WHAT THE EXERCISE ASKS. Extract the data exactly, missing nothing.

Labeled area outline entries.
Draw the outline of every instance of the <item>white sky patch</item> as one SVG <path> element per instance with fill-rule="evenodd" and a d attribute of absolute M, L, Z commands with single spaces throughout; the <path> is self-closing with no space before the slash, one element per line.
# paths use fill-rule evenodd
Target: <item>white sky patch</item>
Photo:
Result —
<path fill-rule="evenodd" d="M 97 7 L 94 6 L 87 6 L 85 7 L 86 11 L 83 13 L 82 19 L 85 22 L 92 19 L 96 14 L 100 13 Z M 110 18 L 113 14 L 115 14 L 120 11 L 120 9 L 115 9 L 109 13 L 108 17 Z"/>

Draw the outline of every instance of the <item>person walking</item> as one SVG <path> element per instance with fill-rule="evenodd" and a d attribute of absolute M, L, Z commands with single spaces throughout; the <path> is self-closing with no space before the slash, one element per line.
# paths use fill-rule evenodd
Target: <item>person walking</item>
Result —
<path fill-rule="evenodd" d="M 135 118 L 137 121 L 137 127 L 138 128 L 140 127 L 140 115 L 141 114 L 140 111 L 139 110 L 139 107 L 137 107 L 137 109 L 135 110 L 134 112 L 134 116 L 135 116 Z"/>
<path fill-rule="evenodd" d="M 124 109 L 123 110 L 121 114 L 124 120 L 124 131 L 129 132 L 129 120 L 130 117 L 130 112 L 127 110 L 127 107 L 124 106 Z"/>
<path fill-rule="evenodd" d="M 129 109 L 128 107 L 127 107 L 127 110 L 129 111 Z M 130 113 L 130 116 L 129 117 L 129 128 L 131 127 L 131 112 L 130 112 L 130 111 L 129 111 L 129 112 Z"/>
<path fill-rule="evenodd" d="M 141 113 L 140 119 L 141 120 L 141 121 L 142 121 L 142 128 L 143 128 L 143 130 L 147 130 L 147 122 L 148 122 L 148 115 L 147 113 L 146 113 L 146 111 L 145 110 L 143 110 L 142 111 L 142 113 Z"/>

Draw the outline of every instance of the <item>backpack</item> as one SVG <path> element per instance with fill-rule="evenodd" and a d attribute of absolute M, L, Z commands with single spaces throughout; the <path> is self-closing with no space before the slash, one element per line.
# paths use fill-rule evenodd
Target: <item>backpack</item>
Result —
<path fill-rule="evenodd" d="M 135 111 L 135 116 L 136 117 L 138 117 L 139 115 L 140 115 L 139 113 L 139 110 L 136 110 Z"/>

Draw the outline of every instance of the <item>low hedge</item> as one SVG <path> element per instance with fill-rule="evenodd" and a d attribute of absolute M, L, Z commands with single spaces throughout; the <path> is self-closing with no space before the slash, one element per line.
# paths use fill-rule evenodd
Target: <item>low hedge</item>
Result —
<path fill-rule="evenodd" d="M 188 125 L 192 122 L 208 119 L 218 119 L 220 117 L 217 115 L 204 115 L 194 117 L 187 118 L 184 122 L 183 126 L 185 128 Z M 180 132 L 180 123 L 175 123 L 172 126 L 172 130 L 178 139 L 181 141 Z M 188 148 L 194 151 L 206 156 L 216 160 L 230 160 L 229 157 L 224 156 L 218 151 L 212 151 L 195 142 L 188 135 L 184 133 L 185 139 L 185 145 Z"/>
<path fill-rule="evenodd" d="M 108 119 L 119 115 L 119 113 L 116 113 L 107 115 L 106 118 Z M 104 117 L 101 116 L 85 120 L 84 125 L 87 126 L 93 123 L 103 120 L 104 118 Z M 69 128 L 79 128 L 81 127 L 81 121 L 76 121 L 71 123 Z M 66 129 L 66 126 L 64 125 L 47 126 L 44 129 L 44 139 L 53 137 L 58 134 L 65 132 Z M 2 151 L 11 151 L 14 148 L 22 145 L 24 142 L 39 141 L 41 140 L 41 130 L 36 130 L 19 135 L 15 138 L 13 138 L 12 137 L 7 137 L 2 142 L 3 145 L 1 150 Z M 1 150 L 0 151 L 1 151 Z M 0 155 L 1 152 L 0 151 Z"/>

COMPLETED TASK.
Draw the outline of every instance of the <item>white sky patch</item> as one SVG <path> element per instance with fill-rule="evenodd" and a d attribute of absolute M, L, Z commands with single spaces throughout; the <path> is self-closing with no space before the slash, one element per line.
# paths use fill-rule evenodd
Target: <item>white sky patch</item>
Photo:
Result —
<path fill-rule="evenodd" d="M 97 7 L 94 6 L 87 6 L 85 7 L 86 11 L 83 13 L 82 19 L 85 22 L 92 19 L 96 14 L 100 13 Z M 110 18 L 113 14 L 115 14 L 120 11 L 120 9 L 115 9 L 109 13 L 108 17 Z"/>

Draw the outline of every instance of the <item>person walking</item> as one SVG <path> element per instance with fill-rule="evenodd" and a d attribute of absolute M, L, Z commands with single spaces throughout; the <path> is self-closing with no space before the slash, one element per line.
# paths use fill-rule evenodd
Target: <item>person walking</item>
Result —
<path fill-rule="evenodd" d="M 135 118 L 137 121 L 137 127 L 138 128 L 140 127 L 140 115 L 141 114 L 140 111 L 139 110 L 139 107 L 137 107 L 137 109 L 135 110 L 134 112 L 134 116 L 135 116 Z"/>
<path fill-rule="evenodd" d="M 124 109 L 123 110 L 121 114 L 124 120 L 124 131 L 129 132 L 129 120 L 130 117 L 130 112 L 127 110 L 127 107 L 124 106 Z"/>
<path fill-rule="evenodd" d="M 129 109 L 128 107 L 127 107 L 127 110 L 129 111 Z M 130 113 L 130 116 L 129 117 L 129 128 L 131 127 L 131 112 L 130 112 L 130 111 L 129 111 L 129 112 Z"/>
<path fill-rule="evenodd" d="M 141 113 L 140 119 L 141 120 L 141 121 L 142 121 L 142 128 L 143 128 L 143 130 L 147 130 L 147 122 L 148 122 L 148 115 L 147 113 L 146 113 L 146 111 L 145 110 L 143 110 L 142 111 L 142 113 Z"/>

Draw the outline of every instance of the <item>backpack</item> as one SVG <path> element per instance with fill-rule="evenodd" and a d attribute of absolute M, L, Z commands with single spaces throughout; the <path> is self-closing with no space before the slash, one element per line.
# paths use fill-rule evenodd
Target: <item>backpack</item>
Result —
<path fill-rule="evenodd" d="M 135 111 L 135 116 L 136 117 L 138 117 L 139 115 L 140 115 L 139 113 L 139 110 L 136 110 Z"/>

Draw the outline of every instance of the <item>low hedge</item> as one SVG <path> element per instance with fill-rule="evenodd" and a d attribute of absolute M, L, Z commands with single spaces throughout; the <path> is self-closing with no space before the slash, one element per line.
# paths use fill-rule evenodd
Target: <item>low hedge</item>
Result —
<path fill-rule="evenodd" d="M 188 125 L 192 122 L 208 119 L 218 119 L 220 117 L 217 115 L 204 115 L 194 117 L 187 118 L 184 122 L 183 126 L 185 128 Z M 180 132 L 180 123 L 175 123 L 172 126 L 172 130 L 178 139 L 181 141 Z M 188 148 L 194 151 L 206 156 L 216 160 L 230 160 L 229 157 L 224 156 L 218 151 L 212 151 L 195 142 L 188 135 L 184 133 L 185 139 L 185 145 Z"/>
<path fill-rule="evenodd" d="M 108 119 L 119 115 L 119 113 L 116 113 L 107 115 L 106 118 Z M 104 117 L 101 116 L 85 120 L 84 125 L 87 126 L 93 123 L 103 120 L 104 118 Z M 69 128 L 79 128 L 81 127 L 81 121 L 76 121 L 71 123 Z M 66 129 L 66 126 L 64 125 L 47 126 L 44 129 L 44 139 L 53 137 L 58 134 L 65 132 Z M 2 151 L 11 151 L 14 148 L 22 145 L 24 142 L 39 141 L 41 140 L 41 130 L 36 130 L 19 135 L 15 138 L 13 138 L 12 137 L 7 137 L 2 142 L 3 145 L 1 150 Z M 1 150 L 0 151 L 1 151 Z M 0 155 L 1 152 L 0 151 Z"/>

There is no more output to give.